(Data provided):

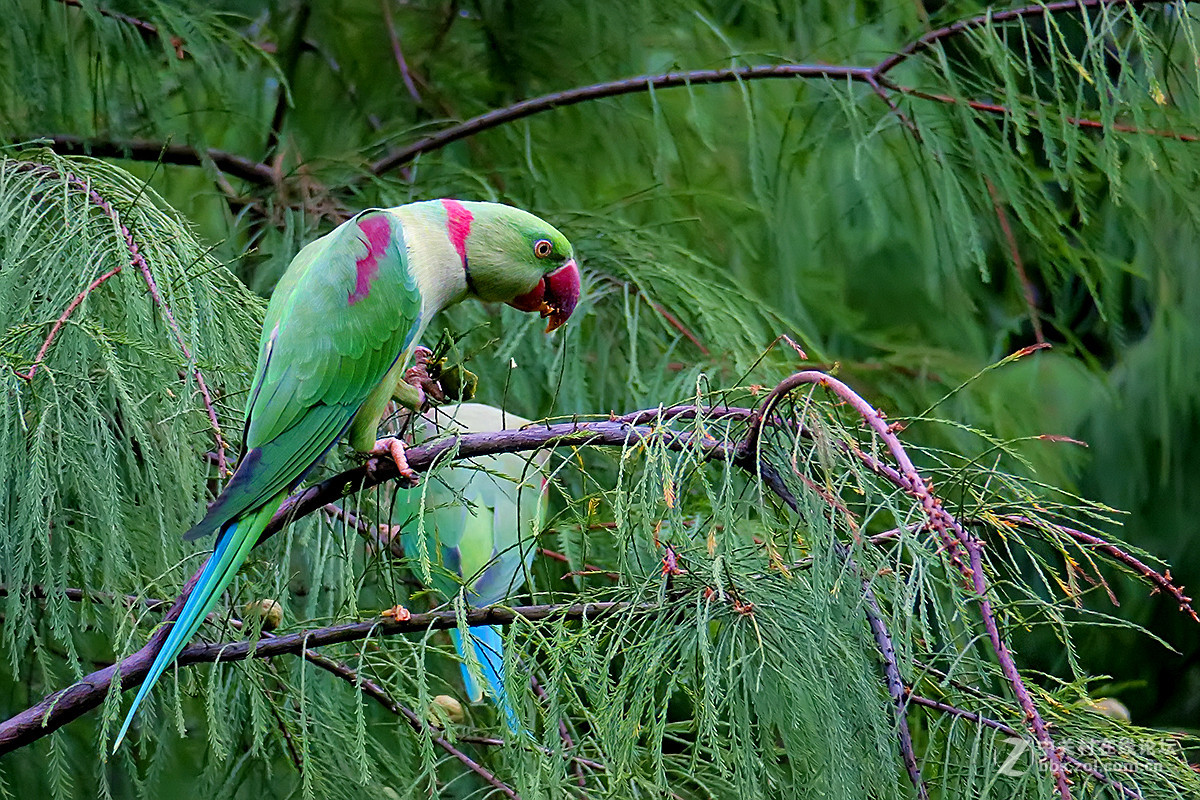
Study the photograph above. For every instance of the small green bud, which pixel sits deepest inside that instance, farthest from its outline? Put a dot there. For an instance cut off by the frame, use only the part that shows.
(269, 609)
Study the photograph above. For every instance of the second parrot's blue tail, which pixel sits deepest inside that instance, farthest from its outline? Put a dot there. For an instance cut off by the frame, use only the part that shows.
(233, 546)
(489, 648)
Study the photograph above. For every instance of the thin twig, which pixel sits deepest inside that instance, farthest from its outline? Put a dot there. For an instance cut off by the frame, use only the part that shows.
(415, 722)
(148, 30)
(159, 152)
(875, 77)
(138, 260)
(1162, 581)
(954, 539)
(1014, 252)
(399, 53)
(1083, 767)
(59, 708)
(61, 320)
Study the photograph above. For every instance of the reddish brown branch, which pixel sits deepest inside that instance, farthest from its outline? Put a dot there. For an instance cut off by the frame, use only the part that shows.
(1161, 581)
(954, 540)
(59, 708)
(978, 719)
(399, 53)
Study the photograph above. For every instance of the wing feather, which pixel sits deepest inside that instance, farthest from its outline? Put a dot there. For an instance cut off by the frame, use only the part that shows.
(342, 314)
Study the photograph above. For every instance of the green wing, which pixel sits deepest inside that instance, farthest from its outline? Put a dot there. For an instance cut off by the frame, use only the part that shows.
(345, 311)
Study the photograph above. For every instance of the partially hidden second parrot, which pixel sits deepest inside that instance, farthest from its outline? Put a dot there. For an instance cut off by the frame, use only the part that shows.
(479, 521)
(340, 331)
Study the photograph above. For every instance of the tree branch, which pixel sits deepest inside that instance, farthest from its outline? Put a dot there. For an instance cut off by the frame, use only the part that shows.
(137, 260)
(954, 540)
(61, 707)
(55, 710)
(875, 77)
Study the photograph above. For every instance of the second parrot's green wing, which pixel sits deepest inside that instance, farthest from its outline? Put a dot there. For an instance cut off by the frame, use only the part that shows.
(346, 311)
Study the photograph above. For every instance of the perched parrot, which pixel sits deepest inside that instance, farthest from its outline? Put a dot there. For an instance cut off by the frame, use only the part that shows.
(479, 523)
(340, 331)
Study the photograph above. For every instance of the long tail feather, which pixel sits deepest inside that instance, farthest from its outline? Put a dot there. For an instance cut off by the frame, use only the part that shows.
(227, 558)
(489, 647)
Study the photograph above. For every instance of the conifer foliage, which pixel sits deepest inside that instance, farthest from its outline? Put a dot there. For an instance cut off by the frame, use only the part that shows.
(753, 582)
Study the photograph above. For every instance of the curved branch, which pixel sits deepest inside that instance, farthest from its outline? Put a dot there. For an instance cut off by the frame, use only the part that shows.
(874, 77)
(954, 540)
(612, 89)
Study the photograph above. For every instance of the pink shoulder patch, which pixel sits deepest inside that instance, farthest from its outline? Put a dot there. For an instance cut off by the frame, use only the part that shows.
(459, 221)
(378, 236)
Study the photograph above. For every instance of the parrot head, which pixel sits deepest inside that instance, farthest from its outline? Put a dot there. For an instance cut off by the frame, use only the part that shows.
(519, 259)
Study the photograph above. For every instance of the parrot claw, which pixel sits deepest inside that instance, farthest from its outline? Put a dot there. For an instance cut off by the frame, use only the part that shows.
(394, 447)
(418, 377)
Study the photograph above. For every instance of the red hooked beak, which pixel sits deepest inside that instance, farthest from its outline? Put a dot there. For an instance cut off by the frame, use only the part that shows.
(555, 296)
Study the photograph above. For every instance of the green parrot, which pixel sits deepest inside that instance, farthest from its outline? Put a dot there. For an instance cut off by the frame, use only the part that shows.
(479, 525)
(340, 331)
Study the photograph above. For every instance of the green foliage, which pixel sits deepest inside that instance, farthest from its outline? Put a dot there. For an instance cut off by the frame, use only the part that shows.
(709, 220)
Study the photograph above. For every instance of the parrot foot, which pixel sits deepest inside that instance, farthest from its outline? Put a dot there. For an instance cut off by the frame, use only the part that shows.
(418, 377)
(394, 447)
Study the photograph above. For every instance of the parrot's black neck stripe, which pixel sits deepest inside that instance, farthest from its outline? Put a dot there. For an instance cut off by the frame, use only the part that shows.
(466, 272)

(Your assignment): Please copy exactly, and only, the lines from the line containing "Study the photograph above. For every instance of the red hooked" through the last line of the records, with both ends included.

(Output for this exercise):
Study the photograph above. For every instance of the red hooked beak, which pixel sits deepest inside that instance, farthest from its outline? Put a dot there. For an instance cut off by the frame, use only the part that shows.
(555, 296)
Study the photograph above. For every instance of the green parrot, which pixel sits deepest inside that instance, farthest from its outline? Put a dot there. For an instance cut off by the frame, use only the part that shows.
(479, 525)
(340, 331)
Study the photograph above. For every instance of the green foliage, which pixel sits deepest inside that instance, farthest from its outline? Put a dot there. For an instance cut off by the frame, use only the part that shows.
(709, 220)
Study the photograph above. For every instance of the parrot foot, which pixel sits deepest inside that instance, farthest from its outline? Put a dot there. For an instance cut off by the frame, use only the part that shows.
(418, 377)
(394, 447)
Study the photograph above. For every instance of the parrot's black neck stripe, which pixel sits deepest inside that instance, farthest from its outline? Put a dot there. For an instance cut off by the frame, use only the part that shows.
(466, 272)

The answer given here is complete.